• _EXERCISE REQUIREMENTS_: Can you reproduce the Embulk plugin configuration between "- timezone: timezone" and "default_timestamp_format: is used. (string, optional)", inclusive, swapping "optional" for "nullable"?

• _QUOTED PASSAGE_:
begin
S3 Parquet output plugin for Embulk
Embulk output plugin to dump records as Apache Parquet files on S3.
Overview
- Plugin type: output
- Load all or nothing: no
- Resume supported: no
- Cleanup supported: yes
Configuration
- bucket: s3 bucket name (string, required)
- path_prefix: prefix of target keys (string, optional)
- sequence_format: format of the sequence number of the output files (string, default:
"%03d.%02d.")- sequence_format formats task index and sequence number in a task.
- file_ext: path suffix of the output files (string, default:
"parquet") - compression_codec: compression codec for parquet file (
"uncompressed","snappy","gzip","lzo","brotli","lz4"or"zstd", default:"uncompressed") - default_timestamp_format: default timestamp format (string, default:
"%Y-%m-%d %H:%M:%S.%6N %z") - default_timezone: default timezone (string, default:
"UTC") - column_options: a map whose keys are name of columns, and values are configuration with following parameters (optional)
- timezone: timezone if type of this column is timestamp. If not set, default_timezone is used. (string, optional)
- format: timestamp format if type of this column is timestamp. If not set, default_timestamp_format: is used. (string, optional)
end
• _ROWS_:
begin
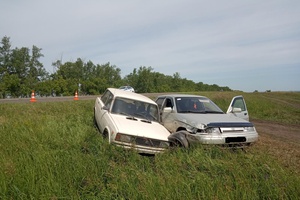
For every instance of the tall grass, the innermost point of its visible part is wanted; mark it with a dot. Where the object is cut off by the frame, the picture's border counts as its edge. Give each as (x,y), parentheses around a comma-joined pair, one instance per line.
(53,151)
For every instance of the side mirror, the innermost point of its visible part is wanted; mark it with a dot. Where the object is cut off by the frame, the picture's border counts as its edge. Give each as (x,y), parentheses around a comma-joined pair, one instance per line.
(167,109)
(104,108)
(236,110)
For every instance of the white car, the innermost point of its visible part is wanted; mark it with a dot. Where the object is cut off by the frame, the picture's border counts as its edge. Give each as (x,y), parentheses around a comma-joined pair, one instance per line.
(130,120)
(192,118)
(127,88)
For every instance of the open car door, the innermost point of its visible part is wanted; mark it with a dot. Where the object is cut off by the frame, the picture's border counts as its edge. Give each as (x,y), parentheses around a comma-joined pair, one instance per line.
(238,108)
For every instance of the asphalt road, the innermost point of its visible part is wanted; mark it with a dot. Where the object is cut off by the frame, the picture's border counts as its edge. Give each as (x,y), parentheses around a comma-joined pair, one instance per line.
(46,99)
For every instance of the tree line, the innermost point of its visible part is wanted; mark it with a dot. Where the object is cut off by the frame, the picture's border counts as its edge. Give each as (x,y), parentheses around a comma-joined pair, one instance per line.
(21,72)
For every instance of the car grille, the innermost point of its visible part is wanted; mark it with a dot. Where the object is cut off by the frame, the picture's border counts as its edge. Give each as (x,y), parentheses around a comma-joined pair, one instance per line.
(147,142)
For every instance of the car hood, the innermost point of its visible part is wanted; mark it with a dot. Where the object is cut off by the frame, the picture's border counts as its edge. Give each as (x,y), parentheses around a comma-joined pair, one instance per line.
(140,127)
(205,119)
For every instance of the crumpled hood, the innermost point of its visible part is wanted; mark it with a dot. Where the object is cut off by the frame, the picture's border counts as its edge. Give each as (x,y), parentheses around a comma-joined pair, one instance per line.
end
• _RESULT_:
- timezone: timezone if type of this column is timestamp. If not set, default_timezone is used. (string, nullable)
- format: timestamp format if type of this column is timestamp. If not set, default_timestamp_format: is used. (string, nullable)